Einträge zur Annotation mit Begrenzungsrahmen
:::::

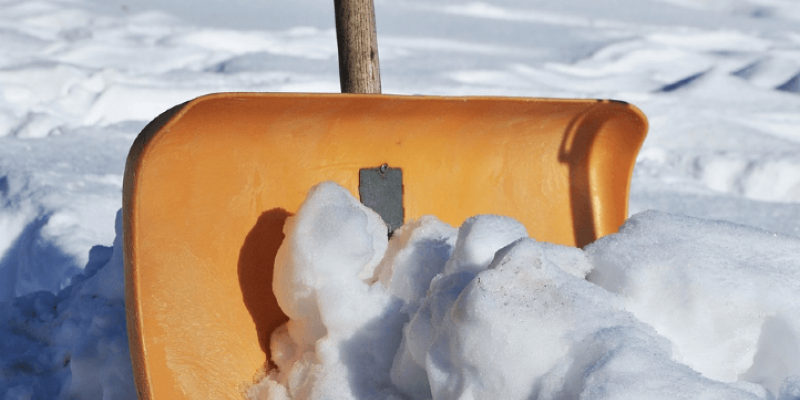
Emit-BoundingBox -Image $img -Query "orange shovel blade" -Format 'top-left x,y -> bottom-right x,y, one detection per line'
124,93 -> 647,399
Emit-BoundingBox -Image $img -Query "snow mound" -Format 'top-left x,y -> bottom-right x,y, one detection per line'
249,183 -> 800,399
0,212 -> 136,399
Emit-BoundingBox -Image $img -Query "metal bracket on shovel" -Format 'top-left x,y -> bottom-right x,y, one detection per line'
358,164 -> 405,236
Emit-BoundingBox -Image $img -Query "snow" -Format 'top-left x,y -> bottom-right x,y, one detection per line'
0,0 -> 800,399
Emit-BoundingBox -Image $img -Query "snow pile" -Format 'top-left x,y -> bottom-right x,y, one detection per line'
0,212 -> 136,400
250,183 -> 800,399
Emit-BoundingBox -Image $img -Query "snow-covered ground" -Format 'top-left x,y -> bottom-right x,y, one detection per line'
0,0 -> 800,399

:::::

Aufgabenstellung
Liste jede Zeile der obigen Datensätze auf, in der die Zeichenfolge „snow“ vorkommt.

Die Antwort
Emit-BoundingBox -Image $img -Query "snow mound" -Format 'top-left x,y -> bottom-right x,y, one detection per line'
Emit-BoundingBox -Image $img -Query "snow" -Format 'top-left x,y -> bottom-right x,y, one detection per line'
Emit-BoundingBox -Image $img -Query "snow pile" -Format 'top-left x,y -> bottom-right x,y, one detection per line'
Emit-BoundingBox -Image $img -Query "snow-covered ground" -Format 'top-left x,y -> bottom-right x,y, one detection per line'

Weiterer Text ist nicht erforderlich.